Short task:
Rewrite the material below, replacing every "goalkeeper" with "keeper" and changing nothing else. Leave the pictures out of your answer.

— BEGIN —

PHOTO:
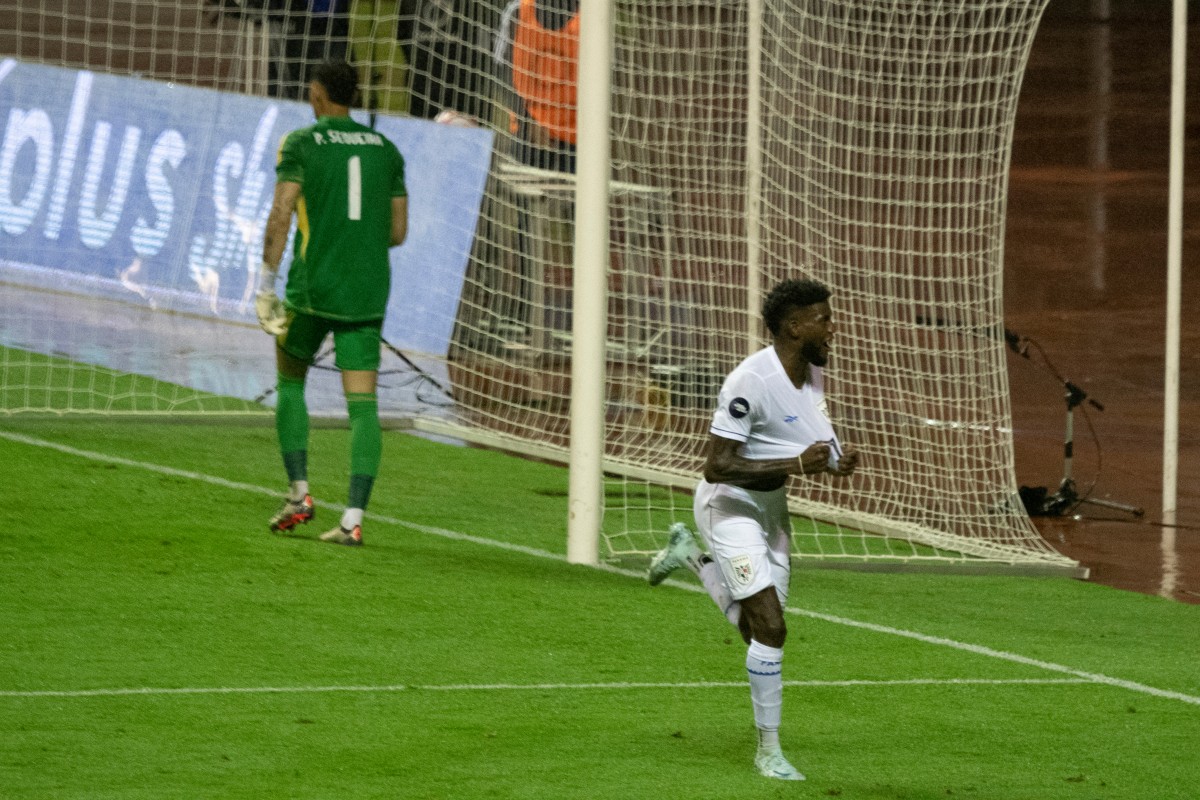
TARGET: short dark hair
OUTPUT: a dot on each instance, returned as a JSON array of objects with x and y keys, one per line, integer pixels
[
  {"x": 340, "y": 79},
  {"x": 793, "y": 293}
]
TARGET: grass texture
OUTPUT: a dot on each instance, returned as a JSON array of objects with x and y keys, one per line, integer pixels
[{"x": 160, "y": 643}]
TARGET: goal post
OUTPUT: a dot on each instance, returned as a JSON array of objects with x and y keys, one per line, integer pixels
[{"x": 865, "y": 144}]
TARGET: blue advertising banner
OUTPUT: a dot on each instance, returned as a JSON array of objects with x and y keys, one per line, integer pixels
[{"x": 159, "y": 193}]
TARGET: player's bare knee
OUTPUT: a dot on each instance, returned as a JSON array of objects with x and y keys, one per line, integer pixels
[{"x": 772, "y": 632}]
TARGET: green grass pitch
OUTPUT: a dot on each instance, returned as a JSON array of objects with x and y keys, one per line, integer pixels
[{"x": 157, "y": 642}]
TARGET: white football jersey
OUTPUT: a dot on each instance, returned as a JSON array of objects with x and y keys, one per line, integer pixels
[{"x": 760, "y": 407}]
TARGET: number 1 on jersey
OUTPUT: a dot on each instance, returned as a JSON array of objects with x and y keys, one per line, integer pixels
[{"x": 354, "y": 200}]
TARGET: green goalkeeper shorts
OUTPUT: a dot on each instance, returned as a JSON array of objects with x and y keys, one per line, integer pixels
[{"x": 355, "y": 344}]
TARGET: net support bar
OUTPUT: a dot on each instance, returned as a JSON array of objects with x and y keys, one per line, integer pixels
[{"x": 591, "y": 276}]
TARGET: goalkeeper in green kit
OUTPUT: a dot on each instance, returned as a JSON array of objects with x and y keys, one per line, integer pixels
[{"x": 345, "y": 184}]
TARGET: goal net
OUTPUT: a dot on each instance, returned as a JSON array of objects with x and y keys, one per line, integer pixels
[{"x": 863, "y": 144}]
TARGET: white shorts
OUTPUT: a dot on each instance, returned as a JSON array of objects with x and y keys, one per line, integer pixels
[{"x": 749, "y": 535}]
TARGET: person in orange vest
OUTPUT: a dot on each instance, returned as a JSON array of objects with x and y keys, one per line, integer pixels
[{"x": 543, "y": 55}]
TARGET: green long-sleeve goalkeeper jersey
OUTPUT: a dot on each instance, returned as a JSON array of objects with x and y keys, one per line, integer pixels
[{"x": 348, "y": 175}]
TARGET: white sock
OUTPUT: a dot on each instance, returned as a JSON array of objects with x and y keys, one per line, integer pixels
[
  {"x": 765, "y": 667},
  {"x": 768, "y": 739},
  {"x": 352, "y": 517},
  {"x": 711, "y": 576}
]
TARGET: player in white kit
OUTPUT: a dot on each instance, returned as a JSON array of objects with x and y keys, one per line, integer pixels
[{"x": 771, "y": 422}]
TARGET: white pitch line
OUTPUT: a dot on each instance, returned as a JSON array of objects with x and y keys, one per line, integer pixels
[
  {"x": 526, "y": 687},
  {"x": 1086, "y": 677}
]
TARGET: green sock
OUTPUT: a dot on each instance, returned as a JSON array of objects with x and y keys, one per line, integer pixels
[
  {"x": 366, "y": 446},
  {"x": 292, "y": 427}
]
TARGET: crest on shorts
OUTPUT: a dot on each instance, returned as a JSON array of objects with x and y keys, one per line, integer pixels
[{"x": 742, "y": 570}]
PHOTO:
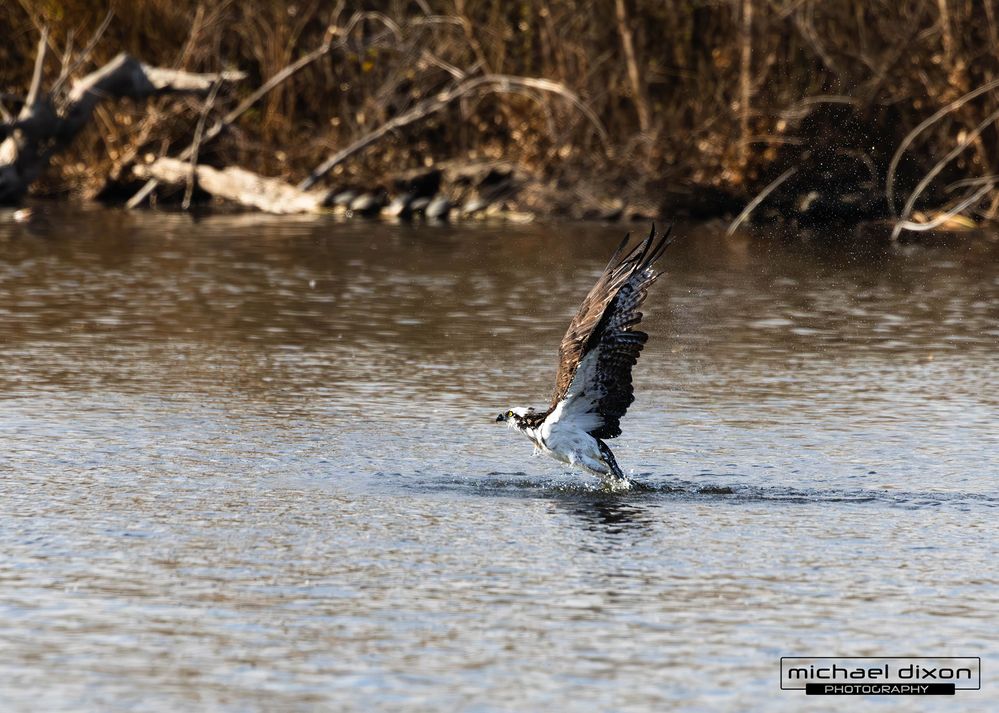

— END —

Answer for the task:
PHOTO:
TARGET: short dark hair
OUTPUT: a dot on each instance, returned as a JSON array of objects with x and y keys, one per line, integer pixels
[
  {"x": 340, "y": 79},
  {"x": 793, "y": 293}
]
TARGET: grass texture
OUTPUT: a dot on each instance, returned as a JSON array of objects with x and y keys, one per line, integer pixels
[{"x": 160, "y": 643}]
TARGET: goal post
OUTPUT: a dot on each instance, returned as a JSON array of objects with x and y keys, one per line, integer pixels
[{"x": 865, "y": 144}]
TARGET: blue advertising banner
OUTPUT: a dot on each instance, returned as a JSON array of objects with x and y keys, one per line, integer pixels
[{"x": 159, "y": 193}]
TARGET: player's bare knee
OUTPUT: a dot on each instance, returned as a JSON array of objects with x and y keys, one per line, integer pixels
[{"x": 772, "y": 632}]
TARGET: green grass pitch
OUTPUT: a dot on each instance, returned as a JSON array of objects with x and y keys, one per line, integer pixels
[{"x": 157, "y": 642}]
TARGET: white football jersey
OUTPUT: a dot on each instance, returned as a JSON array of objects with x and y keys, one per line, integer pixels
[{"x": 760, "y": 407}]
TARGET: number 1 on jersey
OUTPUT: a dot on each instance, returned as a JSON array of objects with x and y keys, one per line, integer pixels
[{"x": 354, "y": 200}]
TARGET: green keeper shorts
OUTPUT: a dot on each instance, returned as a JSON array of objects with x and y keys, one per line, integer pixels
[{"x": 355, "y": 344}]
TARGET: net support bar
OUTPUT: a dot on each instance, returned as a JSON array of objects with x and y keys, one per line, integer pixels
[{"x": 591, "y": 276}]
TARGET: keeper in green kit
OUTPUT: a dot on each instance, returned as a JSON array of objects with x and y keys, one per line, integer pixels
[{"x": 345, "y": 184}]
TARGET: goal net
OUTPUT: a dot on each instance, returned as a JSON array of objects with x and y keys, one per line, integer pixels
[{"x": 863, "y": 144}]
TARGET: white shorts
OUTPUT: a dot on each instance, returned as a JSON array of objects with x and y keys, one per line, integer pixels
[{"x": 749, "y": 535}]
TARGET: person in orange vest
OUTPUT: a dot on each instance, returned as a JSON array of objects with x and y keys, one per line, integer pixels
[{"x": 543, "y": 55}]
TARGET: green long-sleeve keeper jersey
OUTPUT: a dot on each instance, returned as a JSON array of objects with x and y keys, one per line, integer pixels
[{"x": 348, "y": 175}]
TARGET: white sock
OUTPUT: a dot on each instance, returned as a JSON array of objects with x and y keys, one per line, integer pixels
[
  {"x": 765, "y": 667},
  {"x": 768, "y": 739},
  {"x": 352, "y": 517},
  {"x": 711, "y": 576}
]
TARGET: player in white kit
OUTPUT: a dot on each instance, returned as a JSON array of objects with x and y keys, one per line, integer pixels
[{"x": 771, "y": 422}]
TARGET: white pitch line
OUTPUT: a dot on each instance, returned as a JSON array of objects with x and y keys, one per line, integer pixels
[
  {"x": 526, "y": 687},
  {"x": 1086, "y": 677}
]
TARGET: green sock
OUTPUT: a dot on each instance, returned as a JSON array of objects with x and y keys, one per line, integer pixels
[
  {"x": 366, "y": 446},
  {"x": 292, "y": 427}
]
TARGET: crest on shorts
OUTPUT: a dot on each instance, returned as a JSON array of objects with x and y keys, one per line, integer pixels
[{"x": 742, "y": 570}]
PHOTO:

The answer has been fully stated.